▶ **Problem to solve**
Reproduce the passage of the article on veterinary pesticides in rivers from "Known collectively as" to "at four sites." word for word.

▶ **Selected excerpt**
========

Chemicals are thought to have polluted rivers via household wastewater contaminated by washing pets, and by allowing treated dogs to swim in waterways
Pesticides in veterinary medicines are leaching into rivers at concentrations exceeding accepted safe limits for wildlife, prompting environmental and veterinary organisations to urge the government to ban their use.
Known collectively as parasiticides, these chemicals are too environmentally damaging to be used as pesticides on crops but are ingredients in numerous tick, flea and worm medicines.
Analysis of Environment Agency data by The Rivers Trust and Wildlife and Countryside Link revealed three of these toxic chemicals are present in 109 of 283 of England’s rivers: fipronil at 105 sites, in two cases at 1,000 times accepted safe limits; imidacloprid at 22 sites; and permethrin at four sites.
The chemicals are likely to have filtered in via contaminated household wastewater from washing treated pets and bedding, urinary and faecal excretions, and allowing treated dogs to swim in rivers.

========

▶ **Supplied entries**

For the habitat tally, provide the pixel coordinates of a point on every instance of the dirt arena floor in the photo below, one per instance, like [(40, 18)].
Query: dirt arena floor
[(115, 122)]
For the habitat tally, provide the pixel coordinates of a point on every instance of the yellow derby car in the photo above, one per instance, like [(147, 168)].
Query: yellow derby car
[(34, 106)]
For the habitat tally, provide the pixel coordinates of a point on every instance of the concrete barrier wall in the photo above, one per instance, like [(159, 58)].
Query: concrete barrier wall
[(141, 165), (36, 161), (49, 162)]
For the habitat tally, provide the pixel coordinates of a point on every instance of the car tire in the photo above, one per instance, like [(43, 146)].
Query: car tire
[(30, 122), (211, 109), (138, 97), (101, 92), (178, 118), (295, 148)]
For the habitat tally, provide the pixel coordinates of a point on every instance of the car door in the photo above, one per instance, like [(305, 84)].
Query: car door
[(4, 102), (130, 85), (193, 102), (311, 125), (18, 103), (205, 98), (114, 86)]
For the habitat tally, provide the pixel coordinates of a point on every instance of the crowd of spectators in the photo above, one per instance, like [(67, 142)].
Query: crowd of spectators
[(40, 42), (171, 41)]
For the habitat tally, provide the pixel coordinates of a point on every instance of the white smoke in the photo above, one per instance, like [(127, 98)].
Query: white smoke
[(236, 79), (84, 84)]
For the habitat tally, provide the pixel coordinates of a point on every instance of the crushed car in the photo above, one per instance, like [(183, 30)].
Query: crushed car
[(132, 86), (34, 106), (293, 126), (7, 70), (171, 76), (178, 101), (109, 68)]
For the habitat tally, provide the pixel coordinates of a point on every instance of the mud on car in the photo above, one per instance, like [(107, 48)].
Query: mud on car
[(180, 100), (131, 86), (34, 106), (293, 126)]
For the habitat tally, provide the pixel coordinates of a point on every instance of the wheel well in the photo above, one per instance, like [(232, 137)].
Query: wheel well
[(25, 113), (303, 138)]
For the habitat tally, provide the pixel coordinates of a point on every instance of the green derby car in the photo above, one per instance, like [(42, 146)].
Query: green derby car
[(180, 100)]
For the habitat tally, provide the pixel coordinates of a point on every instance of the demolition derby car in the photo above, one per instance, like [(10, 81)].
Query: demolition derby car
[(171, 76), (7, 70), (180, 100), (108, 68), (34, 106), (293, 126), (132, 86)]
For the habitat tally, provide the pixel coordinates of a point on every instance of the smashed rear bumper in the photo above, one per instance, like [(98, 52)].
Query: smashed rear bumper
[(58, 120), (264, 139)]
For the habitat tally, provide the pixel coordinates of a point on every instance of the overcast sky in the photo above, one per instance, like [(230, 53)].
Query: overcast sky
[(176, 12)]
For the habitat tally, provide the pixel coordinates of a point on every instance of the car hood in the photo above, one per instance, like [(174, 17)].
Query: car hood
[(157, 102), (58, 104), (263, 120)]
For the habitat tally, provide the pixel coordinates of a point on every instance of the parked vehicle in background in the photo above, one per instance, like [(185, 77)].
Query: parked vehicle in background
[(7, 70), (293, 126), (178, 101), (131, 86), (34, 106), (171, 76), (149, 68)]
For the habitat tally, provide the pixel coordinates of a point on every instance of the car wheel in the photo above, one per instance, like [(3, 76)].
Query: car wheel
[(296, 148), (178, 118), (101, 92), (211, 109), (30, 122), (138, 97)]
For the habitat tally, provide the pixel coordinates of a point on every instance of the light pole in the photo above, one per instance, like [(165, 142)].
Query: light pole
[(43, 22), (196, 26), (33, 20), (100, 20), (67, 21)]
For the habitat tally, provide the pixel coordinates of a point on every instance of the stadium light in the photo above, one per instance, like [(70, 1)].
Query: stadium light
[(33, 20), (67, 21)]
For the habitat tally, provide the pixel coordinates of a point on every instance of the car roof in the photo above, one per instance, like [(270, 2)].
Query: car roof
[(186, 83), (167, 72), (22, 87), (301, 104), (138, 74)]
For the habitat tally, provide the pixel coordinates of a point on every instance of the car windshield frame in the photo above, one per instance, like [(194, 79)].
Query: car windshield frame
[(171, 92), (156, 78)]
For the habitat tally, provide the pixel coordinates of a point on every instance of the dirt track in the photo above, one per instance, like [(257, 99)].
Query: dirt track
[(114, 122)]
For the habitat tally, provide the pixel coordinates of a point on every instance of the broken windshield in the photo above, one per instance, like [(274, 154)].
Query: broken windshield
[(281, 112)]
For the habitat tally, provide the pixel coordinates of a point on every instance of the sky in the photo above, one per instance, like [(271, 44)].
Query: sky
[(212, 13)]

========

▶ **Task output**
Known collectively as parasiticides, these chemicals are too environmentally damaging to be used as pesticides on crops but are ingredients in numerous tick, flea and worm medicines.
Analysis of Environment Agency data by The Rivers Trust and Wildlife and Countryside Link revealed three of these toxic chemicals are present in 109 of 283 of England’s rivers: fipronil at 105 sites, in two cases at 1,000 times accepted safe limits; imidacloprid at 22 sites; and permethrin at four sites.